▶ **RECORDED DATA**:

++++++++++

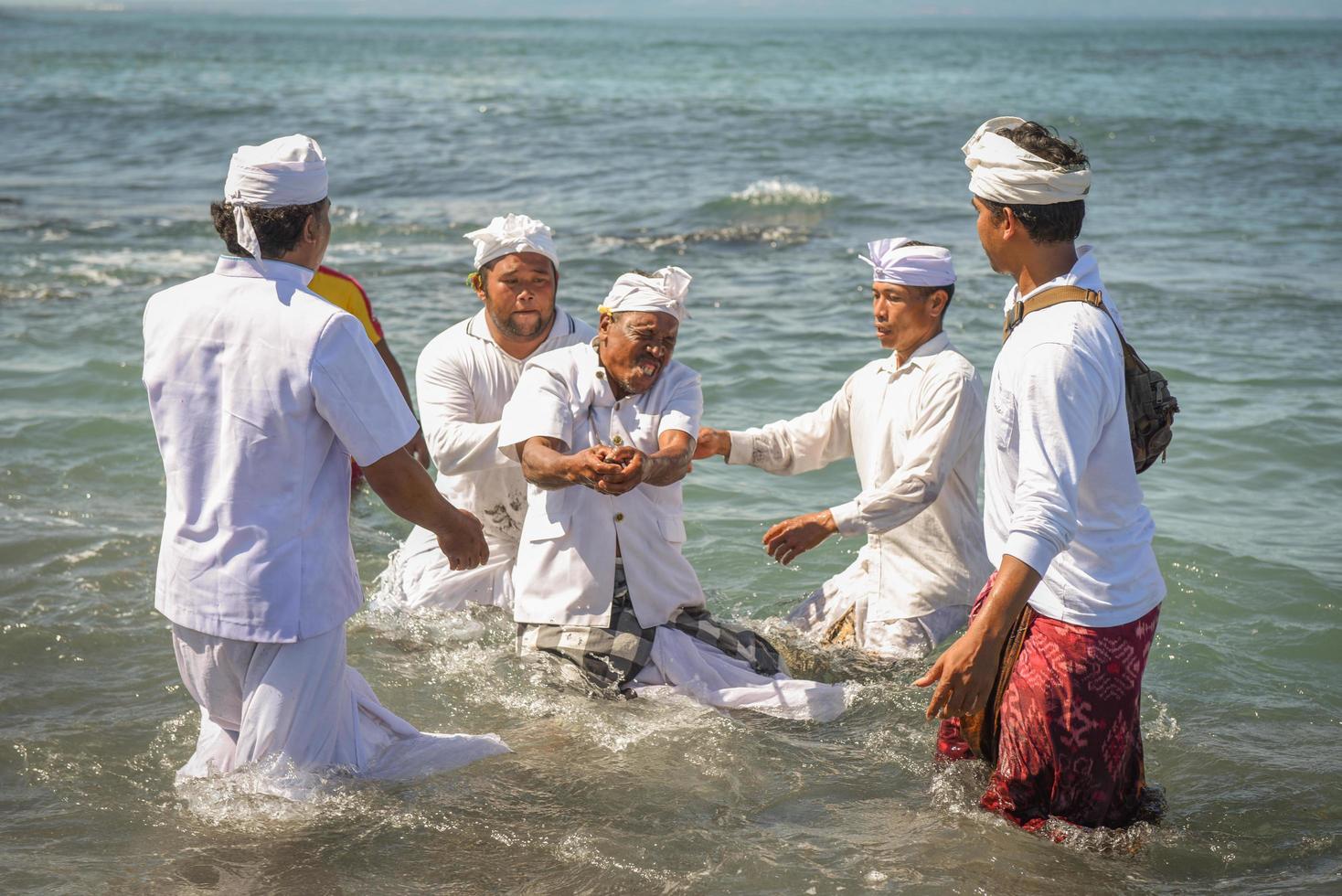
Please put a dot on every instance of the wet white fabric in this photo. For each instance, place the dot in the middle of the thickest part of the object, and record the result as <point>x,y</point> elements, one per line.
<point>894,261</point>
<point>665,292</point>
<point>915,431</point>
<point>889,639</point>
<point>261,390</point>
<point>565,563</point>
<point>287,171</point>
<point>1003,172</point>
<point>687,667</point>
<point>463,379</point>
<point>301,706</point>
<point>513,234</point>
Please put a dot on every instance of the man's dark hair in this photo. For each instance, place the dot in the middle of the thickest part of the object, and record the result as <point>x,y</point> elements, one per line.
<point>479,276</point>
<point>1059,221</point>
<point>926,292</point>
<point>277,229</point>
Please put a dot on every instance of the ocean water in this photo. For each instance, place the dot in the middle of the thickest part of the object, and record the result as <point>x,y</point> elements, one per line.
<point>762,157</point>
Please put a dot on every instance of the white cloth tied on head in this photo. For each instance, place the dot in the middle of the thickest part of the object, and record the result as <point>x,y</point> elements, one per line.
<point>895,261</point>
<point>287,171</point>
<point>509,235</point>
<point>1003,172</point>
<point>663,292</point>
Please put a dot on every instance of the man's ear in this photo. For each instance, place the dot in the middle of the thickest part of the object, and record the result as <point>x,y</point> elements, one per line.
<point>937,302</point>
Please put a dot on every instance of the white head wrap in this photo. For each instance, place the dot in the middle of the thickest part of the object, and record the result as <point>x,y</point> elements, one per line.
<point>509,235</point>
<point>663,292</point>
<point>287,171</point>
<point>897,261</point>
<point>1003,172</point>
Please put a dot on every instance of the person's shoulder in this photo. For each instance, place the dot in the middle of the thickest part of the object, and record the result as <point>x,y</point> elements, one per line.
<point>561,359</point>
<point>678,375</point>
<point>952,362</point>
<point>203,286</point>
<point>580,329</point>
<point>453,341</point>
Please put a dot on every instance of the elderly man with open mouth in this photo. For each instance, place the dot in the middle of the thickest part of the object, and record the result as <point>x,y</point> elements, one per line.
<point>605,433</point>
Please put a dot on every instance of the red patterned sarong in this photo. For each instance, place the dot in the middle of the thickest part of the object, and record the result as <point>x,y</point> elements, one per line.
<point>1071,741</point>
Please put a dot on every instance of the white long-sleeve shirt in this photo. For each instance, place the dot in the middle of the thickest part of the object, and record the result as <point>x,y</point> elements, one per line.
<point>1060,488</point>
<point>462,381</point>
<point>261,390</point>
<point>915,432</point>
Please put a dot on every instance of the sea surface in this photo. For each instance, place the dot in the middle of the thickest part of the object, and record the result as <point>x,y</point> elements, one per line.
<point>762,157</point>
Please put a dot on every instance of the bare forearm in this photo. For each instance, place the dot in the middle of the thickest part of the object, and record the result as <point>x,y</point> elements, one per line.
<point>409,491</point>
<point>668,465</point>
<point>547,467</point>
<point>395,369</point>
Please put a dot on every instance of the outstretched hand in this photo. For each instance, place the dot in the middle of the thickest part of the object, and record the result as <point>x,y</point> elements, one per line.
<point>462,539</point>
<point>711,442</point>
<point>793,537</point>
<point>964,677</point>
<point>631,465</point>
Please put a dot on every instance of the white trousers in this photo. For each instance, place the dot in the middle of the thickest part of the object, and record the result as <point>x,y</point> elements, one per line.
<point>911,639</point>
<point>421,576</point>
<point>301,703</point>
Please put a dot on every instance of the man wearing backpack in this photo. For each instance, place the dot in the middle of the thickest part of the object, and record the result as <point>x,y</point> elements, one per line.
<point>1064,520</point>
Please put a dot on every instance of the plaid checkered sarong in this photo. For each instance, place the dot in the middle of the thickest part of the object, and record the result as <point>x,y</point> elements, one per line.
<point>611,657</point>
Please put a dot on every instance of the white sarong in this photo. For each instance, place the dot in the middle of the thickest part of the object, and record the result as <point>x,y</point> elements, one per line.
<point>300,703</point>
<point>419,576</point>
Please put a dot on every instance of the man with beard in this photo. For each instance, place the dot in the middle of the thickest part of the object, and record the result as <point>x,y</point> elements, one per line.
<point>463,379</point>
<point>605,433</point>
<point>914,424</point>
<point>261,392</point>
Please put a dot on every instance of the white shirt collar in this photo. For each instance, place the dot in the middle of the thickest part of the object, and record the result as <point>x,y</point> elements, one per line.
<point>921,356</point>
<point>1083,274</point>
<point>272,270</point>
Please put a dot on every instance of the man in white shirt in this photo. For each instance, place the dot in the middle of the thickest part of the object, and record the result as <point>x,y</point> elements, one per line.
<point>464,377</point>
<point>914,422</point>
<point>1063,513</point>
<point>605,433</point>
<point>261,392</point>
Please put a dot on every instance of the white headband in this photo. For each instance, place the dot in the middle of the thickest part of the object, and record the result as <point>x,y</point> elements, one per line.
<point>287,171</point>
<point>897,261</point>
<point>663,292</point>
<point>509,235</point>
<point>1003,172</point>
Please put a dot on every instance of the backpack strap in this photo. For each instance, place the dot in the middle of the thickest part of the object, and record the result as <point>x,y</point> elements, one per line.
<point>1047,299</point>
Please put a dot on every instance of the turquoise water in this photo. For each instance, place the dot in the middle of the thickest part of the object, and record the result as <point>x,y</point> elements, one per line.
<point>760,157</point>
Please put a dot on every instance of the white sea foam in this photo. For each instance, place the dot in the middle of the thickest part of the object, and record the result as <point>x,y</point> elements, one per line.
<point>780,192</point>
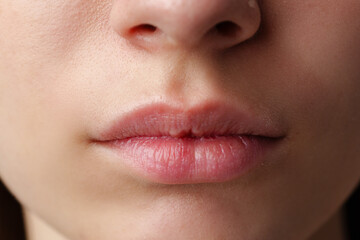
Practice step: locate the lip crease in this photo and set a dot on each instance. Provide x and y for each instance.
(207, 143)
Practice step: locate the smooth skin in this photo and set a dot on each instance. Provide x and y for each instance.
(69, 66)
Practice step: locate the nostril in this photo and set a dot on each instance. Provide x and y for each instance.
(227, 28)
(143, 29)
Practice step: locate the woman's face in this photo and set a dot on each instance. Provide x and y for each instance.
(69, 68)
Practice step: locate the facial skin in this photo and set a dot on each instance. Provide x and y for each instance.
(66, 67)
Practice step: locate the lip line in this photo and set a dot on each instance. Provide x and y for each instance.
(206, 120)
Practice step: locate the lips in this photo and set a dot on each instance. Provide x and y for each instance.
(207, 143)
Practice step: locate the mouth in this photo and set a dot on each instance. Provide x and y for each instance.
(208, 143)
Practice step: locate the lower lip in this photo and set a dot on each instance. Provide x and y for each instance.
(170, 160)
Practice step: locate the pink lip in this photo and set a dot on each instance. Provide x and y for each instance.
(208, 143)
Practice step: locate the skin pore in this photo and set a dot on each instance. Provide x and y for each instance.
(68, 67)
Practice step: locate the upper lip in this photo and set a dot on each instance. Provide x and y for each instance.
(203, 120)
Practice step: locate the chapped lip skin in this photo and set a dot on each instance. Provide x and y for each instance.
(207, 143)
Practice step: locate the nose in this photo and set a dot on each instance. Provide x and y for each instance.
(185, 23)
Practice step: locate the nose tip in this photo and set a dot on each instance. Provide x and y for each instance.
(186, 23)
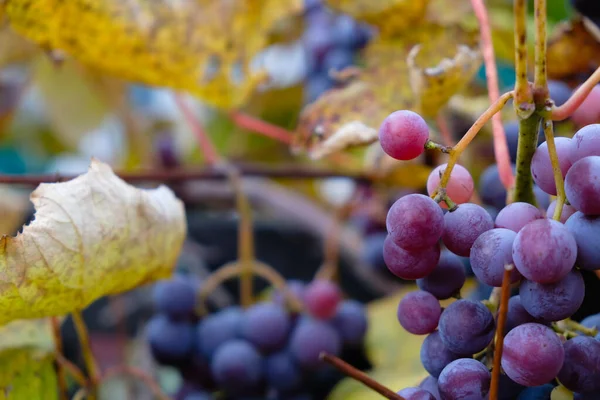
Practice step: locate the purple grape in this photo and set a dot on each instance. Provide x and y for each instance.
(541, 167)
(403, 134)
(446, 279)
(430, 384)
(553, 301)
(419, 312)
(585, 143)
(586, 231)
(533, 354)
(416, 394)
(490, 253)
(517, 315)
(463, 225)
(544, 251)
(237, 366)
(464, 378)
(265, 326)
(310, 339)
(415, 222)
(175, 297)
(582, 185)
(407, 264)
(170, 341)
(435, 355)
(217, 329)
(581, 370)
(281, 372)
(516, 215)
(466, 327)
(351, 322)
(566, 212)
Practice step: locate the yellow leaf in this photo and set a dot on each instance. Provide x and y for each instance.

++++++++++

Return the full material word for word. Do not include the pictures.

Please put a dot on every instance of the wet white fabric in this photo. For each instance, place the dot in the middle of the thickest part of the object, and record the result as <point>x,y</point> elements, one per line.
<point>894,261</point>
<point>665,292</point>
<point>915,431</point>
<point>889,639</point>
<point>261,390</point>
<point>565,563</point>
<point>287,171</point>
<point>1003,172</point>
<point>687,667</point>
<point>463,379</point>
<point>301,706</point>
<point>513,234</point>
Please put a dot on every instance of the man's dark hair in this photo. For each instance, place the dot in the middle of the thickest part of the object, and record the result as <point>x,y</point> elements, one per line.
<point>479,276</point>
<point>1059,221</point>
<point>926,292</point>
<point>277,229</point>
Please put a dot on every instance of the ocean water in this photo. For each instance, place the dot in the middle of the thickest part of the object, and record the result as <point>x,y</point> elements, one per line.
<point>762,157</point>
Please put a dot on every instance of the white cloth tied on head in this photo. For each instance, place the dot in the middle of the thickest part of the object, and record the result as <point>x,y</point> elements, one per line.
<point>895,261</point>
<point>287,171</point>
<point>509,235</point>
<point>1003,172</point>
<point>663,292</point>
Please put a dot on every instance of the man's ear in this photo. For each instance, place the dot in the middle of the thickest part of the object, and record the result as <point>x,y</point> elements, one per line.
<point>937,302</point>
Please put a dot on every instance of the white head wrap in this photo. For each instance, place the dot in the middle of the thickest part of the object, and record the result as <point>x,y</point> elements, one per line.
<point>509,235</point>
<point>663,292</point>
<point>287,171</point>
<point>897,261</point>
<point>1003,172</point>
Please put a dot on every instance of the person's shoulder in this photo. For each instance, place the dot in the middle of the thickest part of the object, and record the result as <point>x,y</point> elements, one per line.
<point>561,359</point>
<point>678,375</point>
<point>952,362</point>
<point>203,286</point>
<point>580,329</point>
<point>453,341</point>
Please put a dot on every instance of the elderly man with open mouth in this photo. For each instance, place the dot in the middle of the thickest part of the object, and record the result as <point>x,y</point> elements, one per line.
<point>605,433</point>
Please put a dot on every instance of the red patterned sarong in this photo. For each instance, place the dot in the middle of the thickest part of the object, and record the result as <point>x,y</point> elements, one per line.
<point>1071,741</point>
Please put a dot on every instance of the white long-sleeve shirt in this photo. For each instance, place the dot in the middle of the thickest part of the object, and record the result as <point>x,y</point> elements, one per line.
<point>1060,488</point>
<point>462,381</point>
<point>261,390</point>
<point>915,432</point>
Please put a dot on every instance of the sea surface in this photo. For each instance, place the dot in the middle of the thickest part of the object, and record the result as <point>x,y</point> elements, one per line.
<point>762,157</point>
Please put a dot on every instance of the bare forearm in this photo. For each instance, place the dot in the middle of the thickest part of the object, and record the result as <point>x,y</point> elements, one per line.
<point>409,491</point>
<point>668,465</point>
<point>547,467</point>
<point>395,369</point>
Please put a dot on every instance of the outstretched hand in this photo. For each instance, place the dot in the middle of the thickest part of the object, and record the result as <point>x,y</point> elements, one per line.
<point>462,539</point>
<point>711,442</point>
<point>793,537</point>
<point>964,677</point>
<point>631,465</point>
Please put a dot on every instance of the white trousers in this photo. For each instance, place the dot in the middle of the thickest part of the object, and record the result as <point>x,y</point> elements, one per line.
<point>911,639</point>
<point>421,576</point>
<point>301,703</point>
Please put a dot on every instance of the man wearing backpack in this photo. For each instance, place the dot in the middle of the thickest part of the object, and record the result as <point>x,y</point> elements, one per line.
<point>1064,520</point>
Please put a dot on every instance of the plaid checkered sarong in this photo. For each instance, place the dot in the middle of the thickest part of the object, and record the result as <point>x,y</point> elements, one per line.
<point>611,657</point>
Please put a dot on every instance of the white sarong in this photo. For each instance, place the dot in the middle of the thickest part of the object, and record the result as <point>x,y</point> elements, one per line.
<point>300,703</point>
<point>419,576</point>
Please put a dot on every instance of the man with beard in this photo. For each instance, place the dot in the middle of the thickest part of the object, and record the result as <point>x,y</point> elements, one per line.
<point>463,379</point>
<point>605,433</point>
<point>914,424</point>
<point>261,392</point>
Please put a dot on every instance of the white shirt collar in this photo. For each instance, place the dot in the middle of the thickest part of the object, and record the result as <point>x,y</point> elements, one per line.
<point>921,356</point>
<point>1083,274</point>
<point>272,270</point>
Please put a dot on every instance of the man in white shirt in this photo. For each instance, place the dot in the middle of the thickest part of the object, and record the result as <point>x,y</point> elements, one per line.
<point>464,377</point>
<point>914,422</point>
<point>1063,513</point>
<point>605,433</point>
<point>261,392</point>
Please put a dot on every instance of the white headband in this photo. For each instance, place the dot in the middle of the thickest part of the object, and record the result as <point>x,y</point> elements, one per line.
<point>287,171</point>
<point>897,261</point>
<point>663,292</point>
<point>509,235</point>
<point>1003,172</point>
Please put a dot on every instance of the backpack strap in this photo. For each instance, place the dot in the middle of the thickest part of the object, and record the result as <point>x,y</point> elements, one per line.
<point>1047,299</point>
Please put a dot on every instance of the turquoise water in this photo. For each instance, place the dot in the middle of the thickest part of the object, and record the result as <point>x,y</point> elements, one per line.
<point>760,157</point>
Please put a dot on every instance of the white sea foam in this photo. For each instance, place the dot in the middle of the thickest part of the object, and record the result as <point>x,y</point> elements, one per line.
<point>780,192</point>
Practice step: locate the lip crease in this photo and set a dot on each instance. Provide x and y for each instance.
(207, 143)
Practice step: locate the smooth skin in this photo and set a dot on each instance. Provide x and y for each instance.
(69, 66)
Practice step: locate the nostril in this photo and set a dot on each instance. Provide x and y for each instance.
(227, 28)
(143, 29)
Practice step: locate the woman's face in this photo and set a dot on each instance. Provide x and y for each instance.
(69, 68)
Practice step: locate the facial skin in this photo and set a dot on each instance. Provide x and y for each instance.
(66, 67)
Practice step: locate the lip line in this photo and set a dot on each instance. Provide x and y for each instance.
(206, 120)
Practice step: locate the lips in this photo and set a dot on each instance. Provide x and y for each instance.
(207, 143)
Practice step: locate the mouth in this photo and set a dot on each instance. Provide x and y for each instance.
(208, 143)
Practice step: locate the lower lip in this photo and set a dot on each instance. Provide x and y for each instance.
(170, 160)
Practice step: locate the pink lip in this photo and set a dot on each instance. Provide x and y for each instance.
(208, 143)
Practice step: locate the skin pore in this photo and set a dot on each instance. Provide x and y for each instance.
(68, 67)
Practice step: locate the upper lip in this photo and set a dot on each instance. Provide x and y for each instance.
(203, 120)
Practice step: locate the chapped lip skin in this photo and set a dot on each instance. Provide x and y for each instance.
(207, 143)
Practice step: locate the nose in this photo and set a dot on each instance. Provide x and y for each instance.
(185, 23)
Practice step: locate the nose tip in this photo and set a dot on each instance. Provide x and y for each instance.
(186, 23)
Practice step: locate the purple grape in this photo and set a dot on each instance. Provide x and y for each instance.
(541, 167)
(403, 134)
(446, 279)
(430, 384)
(553, 301)
(419, 312)
(585, 143)
(586, 231)
(533, 354)
(416, 394)
(490, 253)
(517, 315)
(463, 225)
(544, 251)
(237, 366)
(464, 378)
(265, 326)
(310, 339)
(415, 222)
(175, 297)
(582, 185)
(407, 264)
(170, 341)
(435, 355)
(217, 329)
(581, 370)
(281, 372)
(516, 215)
(466, 327)
(351, 322)
(566, 212)
Practice step: locate the yellow leaf in this photo and set a dot on each instance. Provide x and y for each instance.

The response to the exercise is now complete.